→ **Instructions**:
a – Update the sound source localization passage, giving the stretch from "SUMMARY OF THE" through "to a change in environment." with "self-organized map" changed to "self-organizing map".
b – Write what comes next in the sound source localization passage, starting after its final sentence.

══ Document segment ══

Disclosed herein is a sound source localization system and method.

2. Description of the Related Art

In general, among auditory techniques for intelligent robots, a sound source localization technique is a technique for localizing the position at which a sound source is generated by analyzing properties of a signal inputted from a microphone array. That is, the sound source localization technique is a technique capable of effectively localizing a sound source generated from a human robot interaction and a place beyond the sight of a vision camera.

FIG. 1 is a diagram showing a related art sound source localization technique using a microphone array.

In related art sound source localization techniques, a microphone array has the form of a specific structure as shown in FIG. 1, and a sound source is localized using such a microphone array. In the technique, a direction angle is mainly detected by measuring a difference in time at which a voice signal reaches each microphone from the sound source. Hence, when using the technique, an object that interrupt the flow of a voice signal between the respective microphones is not necessarily exists so that exact measurement is possible. However, in the case of using two ears of an actual human being, there may occur a problem in the sound source localization technique.

FIG. 2 is a diagram illustrating a problem caused when the related art sound source localization technique is applied to a sound source localization technique using two ears.

Referring to FIG. 2, when the related art sound source localization technique is used in an actual robot technique using two ears, properties of a signal inputted to the two ears from a sound source are changed due to the influence of a face and an ear between microphones, and therefore, performance may be degraded.

A method using a head related transfer function (HRTF) has been proposed so as to solve such a problem. In the method using the HRTF, the influence caused by a platform is removed by re-measuring respective impulse responses based on the forms of the corresponding platform. However, in order to measure impulse responses, signals based on respective directions are necessarily obtained in a dead room, and hence, measurement is complicated whenever the form of the platform is changed. Therefore, the method using the HRTF has a limitation in its application to robot auditory systems with various types of platforms.

In addition, since related art sound source localization systems are sensitively reacted to changes in environment, programs and the like are necessarily modified to make a setting suitable for a change in environment. Therefore, there are many problems in that the related art sound source localization systems are applied to the human robot interaction in which various variables still exist.

SUMMARY OF THE INVENTION

Disclosed herein is a sound source localization system and method in which a sparse coding and a self-organized map (SOM) are used to implement sound source localization using a sound source localization path of a human being as a model, so that the system and method can be applied to various types of platforms because impulse responses are unnecessary to be measured every time, and can be used in various robot development fields because it is possible to be adapted to a change in environment.

═══
══ Listed entries ══

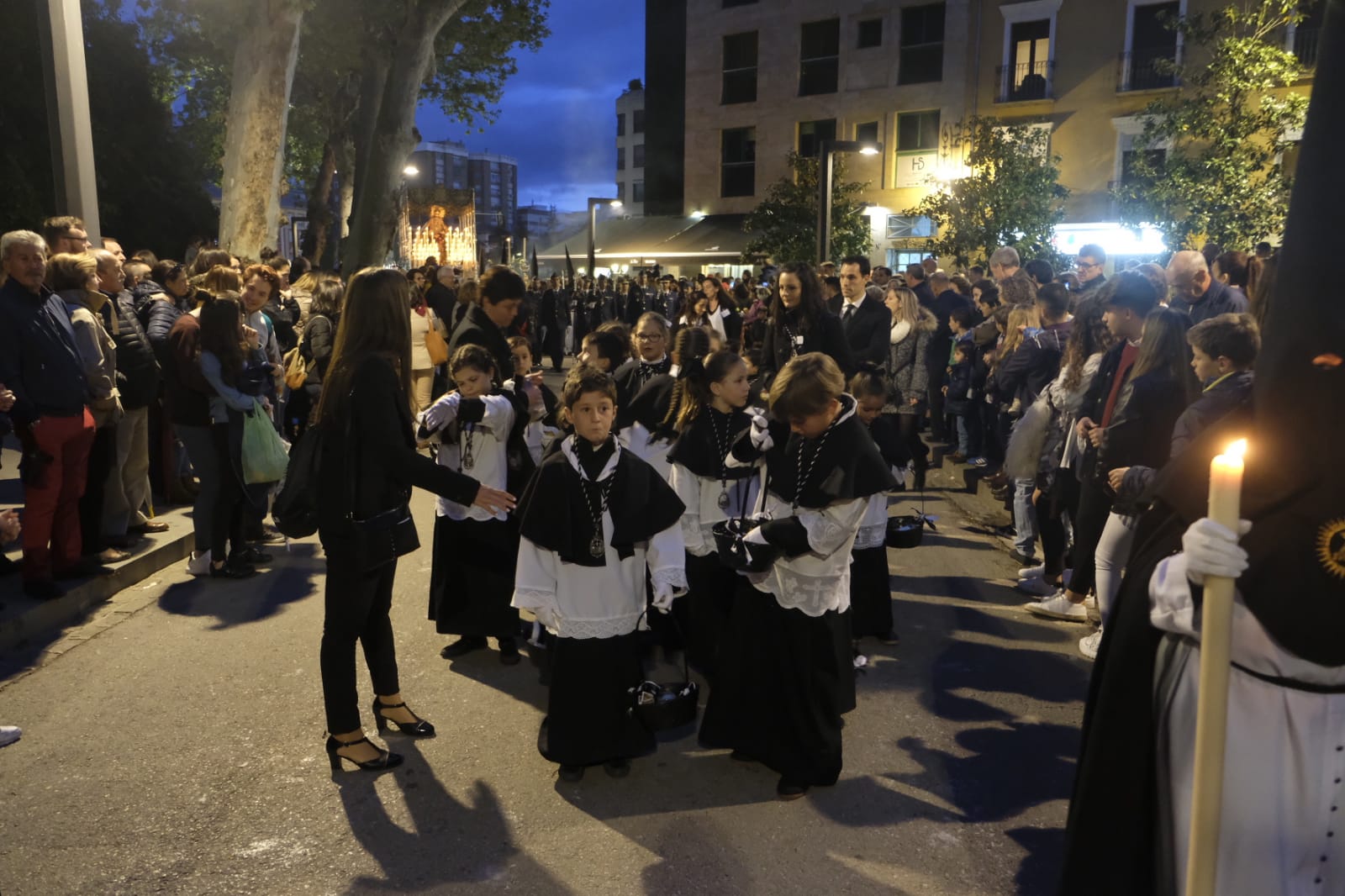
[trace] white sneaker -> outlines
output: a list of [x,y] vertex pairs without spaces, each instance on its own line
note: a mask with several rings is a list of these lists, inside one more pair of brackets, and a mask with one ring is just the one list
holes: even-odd
[[1025,595],[1037,595],[1038,597],[1050,597],[1057,591],[1060,591],[1059,587],[1052,585],[1049,581],[1046,581],[1041,576],[1032,576],[1032,577],[1020,578],[1018,584],[1014,585],[1014,588],[1017,588],[1018,591],[1021,591]]
[[1098,659],[1098,644],[1102,643],[1102,628],[1079,639],[1079,652],[1088,659]]
[[1022,608],[1033,616],[1064,619],[1067,622],[1088,622],[1088,611],[1084,609],[1084,605],[1076,604],[1065,597],[1065,592],[1063,589],[1057,591],[1053,596],[1046,597],[1045,600],[1024,604]]
[[210,552],[198,554],[195,550],[191,552],[191,557],[187,558],[187,573],[191,576],[208,576],[210,574]]

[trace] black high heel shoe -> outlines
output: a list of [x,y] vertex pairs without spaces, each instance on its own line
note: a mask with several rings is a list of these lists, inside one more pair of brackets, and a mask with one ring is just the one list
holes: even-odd
[[416,716],[416,721],[413,721],[413,722],[399,722],[395,718],[389,718],[383,713],[378,712],[379,709],[406,709],[406,712],[409,712],[409,713],[412,712],[410,709],[406,708],[406,704],[385,704],[378,697],[374,697],[374,710],[373,710],[374,712],[374,724],[378,725],[378,733],[379,735],[382,735],[385,731],[387,731],[387,724],[391,722],[391,724],[397,725],[397,731],[402,732],[404,735],[410,735],[412,737],[433,737],[434,736],[434,726],[430,725],[424,718],[421,718],[420,716],[416,716],[416,713],[412,713],[412,716]]
[[[342,760],[355,763],[363,771],[385,771],[387,768],[397,768],[402,764],[402,757],[399,753],[394,753],[387,749],[378,751],[378,759],[370,759],[369,761],[359,761],[358,759],[351,759],[350,756],[342,756],[336,751],[342,747],[354,747],[355,744],[370,744],[369,737],[360,737],[359,740],[336,740],[331,735],[327,736],[327,759],[332,764],[332,771],[340,771],[343,768]],[[373,744],[370,744],[373,747]]]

═══

→ **Responses for each task**:
a –
SUMMARY OF THE INVENTION

Disclosed herein is a sound source localization system and method in which a sparse coding and a self-organizing map (SOM) are used to implement sound source localization using a sound source localization path of a human being as a model, so that the system and method can be applied to various types of platforms because impulse responses are unnecessary to be measured every time, and can be used in various robot development fields because it is possible to be adapted to a change in environment.

b –
In one embodiment, there is provided a sound source localization system including: a plurality of microphones for receiving a signal as an input from a sound source; a time-difference extraction unit for decomposing the signal inputted through the plurality of microphones into time, frequency and amplitude using a sparse coding and then extracting a sparse interaural time difference (SITD) inputted through the plurality of microphones for each frequency; and a sound source localization unit for localizing the sound source using the SITDs.

In one embodiment, there is provided a sound source localization method including: receiving a signal as an input from a sound source; decomposing the signal into time, frequency and amplitude using a sparse coding; extracting an SITD for each frequency; and localizing the sound source using the SITDs.

BRIEF DESCRIPTION OF THE DRAWINGS

The above and other aspects, features and advantages disclosed herein will become apparent from the following description of preferred embodiments given in conjunction with the accompanying drawings, in which:

FIG. 1 is a diagram showing a related art sound source localization technique using a microphone array;

FIG. 2 is a diagram illustrating a problem caused when the related art sound source localization technique is applied to a sound source localization technique using two ears;

FIG. 3 is a diagram illustrating a correspondence relation between a human's sound source localization system and a sound source localization system according to an embodiment;

FIG. 4 is a block diagram schematically showing the sound source localization system according to the embodiment;

FIGS. 5A to 5D are graphs showing results obtained by applying filters of the sound source localization system according to the embodiment; and

FIG. 6 is a flowchart schematically illustrating a sound source localization method according to an embodiment.

DETAILED DESCRIPTION OF THE INVENTION

Exemplary embodiments now will be described more fully hereinafter with reference to the accompanying drawings, in which exemplary embodiments are shown. This disclosure may, however, be embodied in many different forms and should not be construed as limited to the exemplary embodiments set forth therein. Rather, these exemplary embodiments are provided so that this disclosure will be thorough and complete, and will fully convey the scope of this disclosure to those skilled in the art. In the description, details of well-known features and techniques may be omitted to avoid unnecessarily obscuring the presented embodiments.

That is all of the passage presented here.